An embargo is not the same as Food Power, however, food power can be used in an embargo. In fact, embargoes that do not involve food in their list of restricted items often fail. For example, on August 20, 1914 the Allied Powers began an embargo on important items that were normally shipped to Germany. However, the embargo was not complete nor effective until food was added to the list of restricted materials. Food has the real power. After food was introduced the blockade began to strangle Germany's economy because they were dependent on imports for food. Because the Allied Powers used the power of food in their embargo, Germany was forced to resort to desperate measures and eventually failed despite them.

In the early 1980s, the United States posed a grain embargo upon the Soviet Union. This was an attempt by the US to utilize food power, however, it was not confirmed. The Soviets thus imported grain from different suppliers, leading to an increase in grain imports during that time period, only at a higher cost. Another unsuccessful embargo food power attempt was imposed by the UN Security Council in 1990 upon Iraq.

Another example of an embargo is the United States embargo against Cuba. This is still an ongoing embargo, and, due to the declining situation and health of Cuba's people, the embargo has been subject to much protest.

EXERCISE DATA
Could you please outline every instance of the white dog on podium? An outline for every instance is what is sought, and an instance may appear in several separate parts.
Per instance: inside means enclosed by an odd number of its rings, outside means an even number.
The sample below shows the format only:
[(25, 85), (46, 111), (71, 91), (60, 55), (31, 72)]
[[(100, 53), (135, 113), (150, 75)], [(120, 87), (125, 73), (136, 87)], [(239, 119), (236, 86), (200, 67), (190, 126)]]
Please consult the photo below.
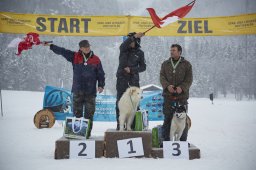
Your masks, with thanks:
[(118, 102), (118, 107), (120, 111), (119, 122), (120, 122), (120, 131), (124, 130), (124, 125), (126, 124), (126, 129), (131, 131), (131, 125), (137, 107), (140, 103), (142, 96), (142, 90), (138, 87), (131, 86), (122, 95), (121, 99)]

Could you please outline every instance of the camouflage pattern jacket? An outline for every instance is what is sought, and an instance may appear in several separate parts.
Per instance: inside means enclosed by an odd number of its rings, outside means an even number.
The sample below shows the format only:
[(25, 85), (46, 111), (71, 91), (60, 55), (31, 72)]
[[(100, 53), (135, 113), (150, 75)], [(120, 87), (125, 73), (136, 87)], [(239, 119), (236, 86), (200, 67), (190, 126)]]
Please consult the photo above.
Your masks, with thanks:
[[(160, 83), (163, 87), (163, 96), (171, 100), (187, 100), (189, 98), (189, 88), (193, 81), (192, 65), (184, 57), (181, 57), (180, 63), (174, 71), (171, 60), (170, 57), (161, 66)], [(171, 94), (167, 89), (169, 85), (181, 87), (182, 93)]]

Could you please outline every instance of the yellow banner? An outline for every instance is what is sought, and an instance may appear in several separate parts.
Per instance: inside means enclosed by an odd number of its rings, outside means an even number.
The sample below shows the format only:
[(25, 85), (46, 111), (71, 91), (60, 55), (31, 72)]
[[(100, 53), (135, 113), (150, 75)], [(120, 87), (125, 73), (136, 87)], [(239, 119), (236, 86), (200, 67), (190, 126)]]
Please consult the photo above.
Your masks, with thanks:
[[(123, 36), (145, 32), (153, 26), (150, 17), (65, 16), (0, 12), (0, 32), (64, 36)], [(256, 34), (256, 13), (228, 17), (183, 18), (147, 36), (225, 36)]]

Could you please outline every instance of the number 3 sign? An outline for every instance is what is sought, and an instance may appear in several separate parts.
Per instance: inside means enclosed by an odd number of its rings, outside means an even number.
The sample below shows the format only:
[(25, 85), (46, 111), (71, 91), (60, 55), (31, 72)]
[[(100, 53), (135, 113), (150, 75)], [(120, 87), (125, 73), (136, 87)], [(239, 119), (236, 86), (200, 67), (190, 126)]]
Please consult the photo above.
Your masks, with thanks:
[(142, 138), (130, 138), (117, 141), (119, 158), (144, 156)]
[(69, 142), (69, 158), (95, 158), (95, 141), (71, 140)]
[(188, 142), (163, 141), (164, 158), (189, 159)]

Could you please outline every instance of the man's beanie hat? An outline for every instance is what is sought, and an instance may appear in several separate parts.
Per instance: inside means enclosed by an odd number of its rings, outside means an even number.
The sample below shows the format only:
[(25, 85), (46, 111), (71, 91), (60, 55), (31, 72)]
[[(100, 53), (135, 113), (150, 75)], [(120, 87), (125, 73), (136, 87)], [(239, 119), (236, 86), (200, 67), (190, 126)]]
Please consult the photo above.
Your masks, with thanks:
[(90, 47), (89, 41), (88, 40), (82, 40), (79, 42), (79, 47)]

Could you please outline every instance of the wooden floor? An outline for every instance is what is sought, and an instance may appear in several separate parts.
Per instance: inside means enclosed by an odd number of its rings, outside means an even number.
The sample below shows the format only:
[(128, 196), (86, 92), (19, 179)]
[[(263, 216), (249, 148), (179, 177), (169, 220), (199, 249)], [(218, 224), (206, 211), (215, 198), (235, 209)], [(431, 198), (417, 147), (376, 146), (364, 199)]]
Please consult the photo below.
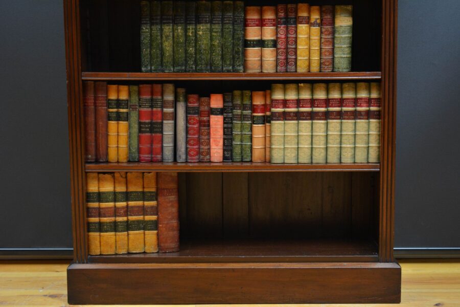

EXERCISE INSTRUCTIONS
1 > Answer from the text on embargoes and food power:
(a) On what date did the Allied Powers begin their embargo on Germany?
(b) Where did the Soviets get grain during the US embargo?
(c) Which body imposed the 1990 embargo on Iraq?
2 > List every embargo named in the text on embargoes and food power, giving who imposed it and on whom.
3 > Continue the text on embargoes and food power from where it stops.
The lines have no connection to the text on embargoes and food power.

RESPONSES TO THE TASKS
1 >
(a) August 20, 1914
(b) From different suppliers, at a higher cost
(c) The UN Security Council

2 >
- The Allied Powers on Germany (1914)
- The United States on the Soviet Union (grain, early 1980s)
- The UN Security Council on Iraq (1990)
- The United States on Cuba

3 >
==Employment==

===Structural conditions===
Food power can only be used effectively if certain structural conditions apply:
1. Scarcity: If demand is high and supply is limited the value of a given commodity increases. The price often reflects the potential of the goods as a weapon; as it indicates the importance attached to it. Example: If a consumer is prepared to pay a high price for monetary terms he may also be willing to pay a high price in political concessions.
2. Supply Concentration: Supply should only be in the hands of few producers/ sellers, as this makes possible for limited competition, price fixes, or potentially a monopoly.
3. Demand Dispersion: Allows sellers to play the consumers against each other as well as increase prices or make terms conditional. This favors the use of economic goods food as a weapon.
4. Action Independence: In order to ensure affectivity the seller/producer most control his own assets. Either the seller/producer must be able to control the production process, perhaps through governmental control over companies carrying out the production), or he must have access to means on the other dimensions to ensure that he can maintain or extend control over his assets.

The four conditions listed above MUST be simultaneously present in order to turn an economic asset food into a political instrument. This does not necessarily mean that the asset will be used whenever the four conditions above are present. Such a decision would be considered only if there were further conditions, for example, the nature of a given conflict and judgment, goals, alternative means, and judgment of utility.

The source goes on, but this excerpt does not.